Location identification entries
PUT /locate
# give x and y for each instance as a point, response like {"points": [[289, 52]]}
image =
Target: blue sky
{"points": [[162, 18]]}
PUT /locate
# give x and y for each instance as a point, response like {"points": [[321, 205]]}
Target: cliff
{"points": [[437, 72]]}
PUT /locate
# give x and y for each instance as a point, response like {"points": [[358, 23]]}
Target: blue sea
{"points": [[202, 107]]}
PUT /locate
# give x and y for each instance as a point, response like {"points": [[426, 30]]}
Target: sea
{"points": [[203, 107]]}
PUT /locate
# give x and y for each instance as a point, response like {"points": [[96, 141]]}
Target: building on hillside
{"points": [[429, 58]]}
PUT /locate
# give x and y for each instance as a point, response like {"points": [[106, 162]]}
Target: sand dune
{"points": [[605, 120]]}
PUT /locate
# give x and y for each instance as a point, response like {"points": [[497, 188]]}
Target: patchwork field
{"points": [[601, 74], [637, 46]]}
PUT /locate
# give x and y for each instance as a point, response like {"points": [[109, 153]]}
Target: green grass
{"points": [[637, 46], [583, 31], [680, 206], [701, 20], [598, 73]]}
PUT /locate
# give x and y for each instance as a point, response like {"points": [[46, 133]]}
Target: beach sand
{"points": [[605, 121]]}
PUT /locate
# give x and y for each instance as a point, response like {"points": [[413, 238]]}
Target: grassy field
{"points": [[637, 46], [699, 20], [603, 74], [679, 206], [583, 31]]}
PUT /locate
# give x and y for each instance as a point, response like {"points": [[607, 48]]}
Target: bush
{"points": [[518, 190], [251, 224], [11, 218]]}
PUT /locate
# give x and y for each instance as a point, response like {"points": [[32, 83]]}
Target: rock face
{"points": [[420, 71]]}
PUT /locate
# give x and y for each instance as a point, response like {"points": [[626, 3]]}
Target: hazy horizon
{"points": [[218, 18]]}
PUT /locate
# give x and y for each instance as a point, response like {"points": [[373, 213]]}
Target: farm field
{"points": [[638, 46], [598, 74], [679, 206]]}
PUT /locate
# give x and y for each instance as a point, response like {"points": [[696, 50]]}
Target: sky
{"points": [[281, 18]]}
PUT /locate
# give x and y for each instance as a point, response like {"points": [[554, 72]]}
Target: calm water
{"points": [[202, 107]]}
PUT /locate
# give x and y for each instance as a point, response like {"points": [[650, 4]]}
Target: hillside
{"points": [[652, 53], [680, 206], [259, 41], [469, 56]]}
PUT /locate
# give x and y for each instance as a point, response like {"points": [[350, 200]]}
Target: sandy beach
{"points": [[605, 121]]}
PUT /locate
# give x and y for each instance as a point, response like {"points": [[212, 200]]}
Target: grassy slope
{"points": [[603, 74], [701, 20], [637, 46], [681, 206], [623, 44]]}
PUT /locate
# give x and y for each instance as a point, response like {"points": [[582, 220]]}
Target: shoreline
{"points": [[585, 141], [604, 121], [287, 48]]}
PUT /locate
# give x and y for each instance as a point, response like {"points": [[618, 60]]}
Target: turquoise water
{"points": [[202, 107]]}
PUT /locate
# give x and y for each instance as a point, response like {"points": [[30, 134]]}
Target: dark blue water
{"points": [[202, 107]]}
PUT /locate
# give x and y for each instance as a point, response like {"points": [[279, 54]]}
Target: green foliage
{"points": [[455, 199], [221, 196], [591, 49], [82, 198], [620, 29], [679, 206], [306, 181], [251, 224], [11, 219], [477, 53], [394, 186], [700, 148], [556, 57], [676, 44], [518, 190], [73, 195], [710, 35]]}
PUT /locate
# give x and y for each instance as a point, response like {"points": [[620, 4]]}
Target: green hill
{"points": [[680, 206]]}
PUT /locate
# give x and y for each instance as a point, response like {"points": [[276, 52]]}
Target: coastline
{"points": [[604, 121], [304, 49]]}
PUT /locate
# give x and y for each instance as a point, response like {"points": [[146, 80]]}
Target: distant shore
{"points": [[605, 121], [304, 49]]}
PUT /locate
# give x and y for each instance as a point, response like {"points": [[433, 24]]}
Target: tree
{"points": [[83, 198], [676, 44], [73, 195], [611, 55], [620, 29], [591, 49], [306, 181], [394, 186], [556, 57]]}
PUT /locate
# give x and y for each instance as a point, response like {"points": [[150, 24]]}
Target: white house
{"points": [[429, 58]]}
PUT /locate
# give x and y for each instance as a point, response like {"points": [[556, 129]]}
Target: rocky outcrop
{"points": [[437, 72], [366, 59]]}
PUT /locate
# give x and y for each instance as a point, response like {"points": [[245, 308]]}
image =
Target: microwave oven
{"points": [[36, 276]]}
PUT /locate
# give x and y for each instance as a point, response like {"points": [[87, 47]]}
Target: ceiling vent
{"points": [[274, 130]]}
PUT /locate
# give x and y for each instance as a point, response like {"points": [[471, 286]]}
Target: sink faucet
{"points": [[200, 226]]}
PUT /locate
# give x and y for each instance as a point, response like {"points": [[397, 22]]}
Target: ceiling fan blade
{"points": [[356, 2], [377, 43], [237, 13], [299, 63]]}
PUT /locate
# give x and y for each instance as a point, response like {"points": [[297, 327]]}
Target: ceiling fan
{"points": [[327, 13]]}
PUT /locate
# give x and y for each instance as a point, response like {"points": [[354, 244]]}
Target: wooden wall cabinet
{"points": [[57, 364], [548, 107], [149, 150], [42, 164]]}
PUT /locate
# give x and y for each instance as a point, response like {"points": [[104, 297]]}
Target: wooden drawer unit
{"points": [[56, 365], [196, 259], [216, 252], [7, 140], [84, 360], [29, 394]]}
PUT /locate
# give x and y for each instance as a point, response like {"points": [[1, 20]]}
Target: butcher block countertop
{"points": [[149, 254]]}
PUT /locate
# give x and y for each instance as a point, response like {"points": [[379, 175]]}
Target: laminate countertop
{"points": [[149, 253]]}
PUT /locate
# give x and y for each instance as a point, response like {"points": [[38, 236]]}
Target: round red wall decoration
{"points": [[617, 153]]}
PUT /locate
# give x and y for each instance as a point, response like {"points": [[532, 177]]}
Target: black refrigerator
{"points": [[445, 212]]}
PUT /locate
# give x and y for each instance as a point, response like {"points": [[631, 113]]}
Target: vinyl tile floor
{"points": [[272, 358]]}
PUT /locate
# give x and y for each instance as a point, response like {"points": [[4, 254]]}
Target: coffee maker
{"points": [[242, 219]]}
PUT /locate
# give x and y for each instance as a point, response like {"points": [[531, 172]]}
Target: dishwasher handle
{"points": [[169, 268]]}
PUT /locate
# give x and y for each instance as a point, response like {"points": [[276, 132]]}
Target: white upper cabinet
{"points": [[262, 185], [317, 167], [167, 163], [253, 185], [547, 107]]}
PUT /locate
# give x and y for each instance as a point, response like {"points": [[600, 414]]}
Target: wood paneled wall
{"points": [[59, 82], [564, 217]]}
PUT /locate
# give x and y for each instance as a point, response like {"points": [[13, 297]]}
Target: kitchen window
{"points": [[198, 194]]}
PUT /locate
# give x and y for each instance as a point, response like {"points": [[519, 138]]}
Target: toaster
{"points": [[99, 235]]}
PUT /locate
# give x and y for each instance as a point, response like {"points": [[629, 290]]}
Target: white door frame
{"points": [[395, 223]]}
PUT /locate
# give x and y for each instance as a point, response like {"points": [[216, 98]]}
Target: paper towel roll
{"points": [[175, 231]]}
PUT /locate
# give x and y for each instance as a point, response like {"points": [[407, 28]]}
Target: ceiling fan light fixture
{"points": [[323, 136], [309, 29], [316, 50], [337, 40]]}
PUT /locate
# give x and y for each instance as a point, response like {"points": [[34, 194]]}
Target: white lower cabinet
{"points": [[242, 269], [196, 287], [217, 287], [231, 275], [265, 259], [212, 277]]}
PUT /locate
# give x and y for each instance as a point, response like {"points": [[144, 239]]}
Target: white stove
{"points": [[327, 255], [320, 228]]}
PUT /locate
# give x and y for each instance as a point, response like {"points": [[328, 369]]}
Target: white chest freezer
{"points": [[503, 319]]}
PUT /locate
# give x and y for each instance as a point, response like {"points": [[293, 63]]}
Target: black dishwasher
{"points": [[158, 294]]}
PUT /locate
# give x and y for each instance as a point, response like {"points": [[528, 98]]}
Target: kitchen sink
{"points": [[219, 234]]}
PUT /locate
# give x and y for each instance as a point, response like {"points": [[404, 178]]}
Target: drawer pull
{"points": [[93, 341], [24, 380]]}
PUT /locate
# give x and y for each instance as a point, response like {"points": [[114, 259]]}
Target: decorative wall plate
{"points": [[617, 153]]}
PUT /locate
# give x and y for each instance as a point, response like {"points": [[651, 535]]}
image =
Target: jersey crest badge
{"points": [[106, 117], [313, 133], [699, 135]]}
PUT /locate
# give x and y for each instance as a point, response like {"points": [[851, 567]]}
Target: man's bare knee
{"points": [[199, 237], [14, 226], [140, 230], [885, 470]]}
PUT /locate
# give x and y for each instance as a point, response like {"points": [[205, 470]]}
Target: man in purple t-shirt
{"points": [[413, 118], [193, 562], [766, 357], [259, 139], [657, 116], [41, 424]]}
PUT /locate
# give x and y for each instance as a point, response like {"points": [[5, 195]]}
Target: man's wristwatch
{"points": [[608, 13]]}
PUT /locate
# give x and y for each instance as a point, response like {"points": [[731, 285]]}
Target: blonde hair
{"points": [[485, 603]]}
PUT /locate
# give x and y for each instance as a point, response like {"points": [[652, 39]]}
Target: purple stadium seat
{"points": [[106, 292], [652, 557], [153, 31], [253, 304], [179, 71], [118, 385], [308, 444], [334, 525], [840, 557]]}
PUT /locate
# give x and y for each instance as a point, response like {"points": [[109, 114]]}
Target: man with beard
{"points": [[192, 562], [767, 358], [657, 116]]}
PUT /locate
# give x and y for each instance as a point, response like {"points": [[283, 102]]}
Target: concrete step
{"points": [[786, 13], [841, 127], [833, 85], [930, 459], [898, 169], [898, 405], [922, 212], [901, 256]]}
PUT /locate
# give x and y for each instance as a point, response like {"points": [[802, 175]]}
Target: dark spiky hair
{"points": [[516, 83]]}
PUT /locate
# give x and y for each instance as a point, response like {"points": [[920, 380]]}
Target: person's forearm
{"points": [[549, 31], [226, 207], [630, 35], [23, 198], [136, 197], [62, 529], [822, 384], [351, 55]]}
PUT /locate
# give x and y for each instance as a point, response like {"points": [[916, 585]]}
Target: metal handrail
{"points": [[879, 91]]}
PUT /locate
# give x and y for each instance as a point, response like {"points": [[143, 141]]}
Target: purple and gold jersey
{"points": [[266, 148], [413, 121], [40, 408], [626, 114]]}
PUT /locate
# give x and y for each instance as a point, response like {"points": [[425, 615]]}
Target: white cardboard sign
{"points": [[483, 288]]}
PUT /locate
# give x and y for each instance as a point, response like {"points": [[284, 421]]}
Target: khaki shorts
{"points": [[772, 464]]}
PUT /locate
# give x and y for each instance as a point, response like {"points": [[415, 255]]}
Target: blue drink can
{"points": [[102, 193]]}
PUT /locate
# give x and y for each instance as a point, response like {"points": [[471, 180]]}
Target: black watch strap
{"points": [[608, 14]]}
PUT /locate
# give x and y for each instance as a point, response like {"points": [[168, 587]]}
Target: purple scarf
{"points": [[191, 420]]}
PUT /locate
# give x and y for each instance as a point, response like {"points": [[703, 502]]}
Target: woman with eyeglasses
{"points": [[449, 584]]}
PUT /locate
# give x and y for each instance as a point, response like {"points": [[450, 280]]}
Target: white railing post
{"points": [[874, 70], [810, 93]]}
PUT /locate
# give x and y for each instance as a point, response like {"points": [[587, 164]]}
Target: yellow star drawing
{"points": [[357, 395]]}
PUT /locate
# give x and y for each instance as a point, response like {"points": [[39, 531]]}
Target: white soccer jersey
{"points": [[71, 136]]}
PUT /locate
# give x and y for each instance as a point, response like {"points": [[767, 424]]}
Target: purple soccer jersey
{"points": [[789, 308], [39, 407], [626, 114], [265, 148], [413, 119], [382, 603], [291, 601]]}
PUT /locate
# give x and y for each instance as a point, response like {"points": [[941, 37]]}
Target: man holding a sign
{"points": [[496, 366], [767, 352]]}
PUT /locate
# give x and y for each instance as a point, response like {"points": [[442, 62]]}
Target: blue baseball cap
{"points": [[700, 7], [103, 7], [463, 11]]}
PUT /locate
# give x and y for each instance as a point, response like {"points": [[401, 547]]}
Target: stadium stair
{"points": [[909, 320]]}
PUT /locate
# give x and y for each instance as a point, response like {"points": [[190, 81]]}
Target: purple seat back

= TASK GOAL =
Extract every line from the entries above that contains the word "water".

= ANSWER TO THIS TASK =
Target: calm water
Target: turquoise water
Target: dark blue water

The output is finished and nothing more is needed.